■ PROBLEM STATEMENT ■
Whichever lines of the entries hold the word "truck" should be identified and copied.

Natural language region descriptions
"""

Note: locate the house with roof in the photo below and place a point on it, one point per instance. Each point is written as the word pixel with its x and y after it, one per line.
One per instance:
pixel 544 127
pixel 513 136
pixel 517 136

"""
"""

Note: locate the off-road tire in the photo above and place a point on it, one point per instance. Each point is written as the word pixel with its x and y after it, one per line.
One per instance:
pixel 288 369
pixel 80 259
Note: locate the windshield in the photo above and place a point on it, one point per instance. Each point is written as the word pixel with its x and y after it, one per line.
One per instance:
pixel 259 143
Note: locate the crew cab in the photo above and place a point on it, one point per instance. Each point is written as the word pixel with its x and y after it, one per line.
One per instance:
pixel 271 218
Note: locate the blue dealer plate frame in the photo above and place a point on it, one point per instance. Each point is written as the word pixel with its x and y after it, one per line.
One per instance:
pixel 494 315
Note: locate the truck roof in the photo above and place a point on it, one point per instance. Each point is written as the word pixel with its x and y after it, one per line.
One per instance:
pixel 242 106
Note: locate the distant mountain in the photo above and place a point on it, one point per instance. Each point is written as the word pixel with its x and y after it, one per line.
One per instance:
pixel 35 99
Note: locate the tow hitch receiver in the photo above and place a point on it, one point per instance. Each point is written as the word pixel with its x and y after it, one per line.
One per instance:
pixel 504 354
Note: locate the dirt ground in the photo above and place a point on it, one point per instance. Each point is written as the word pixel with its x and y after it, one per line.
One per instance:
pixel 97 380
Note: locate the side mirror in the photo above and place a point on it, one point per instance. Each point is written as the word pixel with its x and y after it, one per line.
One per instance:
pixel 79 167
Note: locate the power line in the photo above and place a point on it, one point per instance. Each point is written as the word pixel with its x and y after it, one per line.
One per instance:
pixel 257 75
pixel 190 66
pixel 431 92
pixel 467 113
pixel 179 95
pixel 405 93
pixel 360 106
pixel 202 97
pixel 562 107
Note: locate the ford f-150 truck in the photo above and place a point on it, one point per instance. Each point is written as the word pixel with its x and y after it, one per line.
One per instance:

"""
"""

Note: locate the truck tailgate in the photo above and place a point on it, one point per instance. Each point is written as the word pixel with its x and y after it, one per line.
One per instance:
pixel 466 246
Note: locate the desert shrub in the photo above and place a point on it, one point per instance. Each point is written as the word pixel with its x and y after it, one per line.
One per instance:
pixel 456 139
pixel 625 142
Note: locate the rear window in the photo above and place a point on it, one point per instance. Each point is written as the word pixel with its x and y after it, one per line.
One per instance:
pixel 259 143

"""

■ ANSWER FOR THE TASK ■
Note: locate the truck roof in the photo above and place a point on it, one point per instance. Each point is written as the word pixel with its x and y after it, one per line.
Note: locate the ford f-150 truck in the photo above and place a point on it, one point per instance. Each point is written as the word pixel with its x and y after it, one per line.
Note: locate the truck tailgate in the photo above and place a point on it, one point per instance. Each point is written as the word pixel with its x and y after it, one per line.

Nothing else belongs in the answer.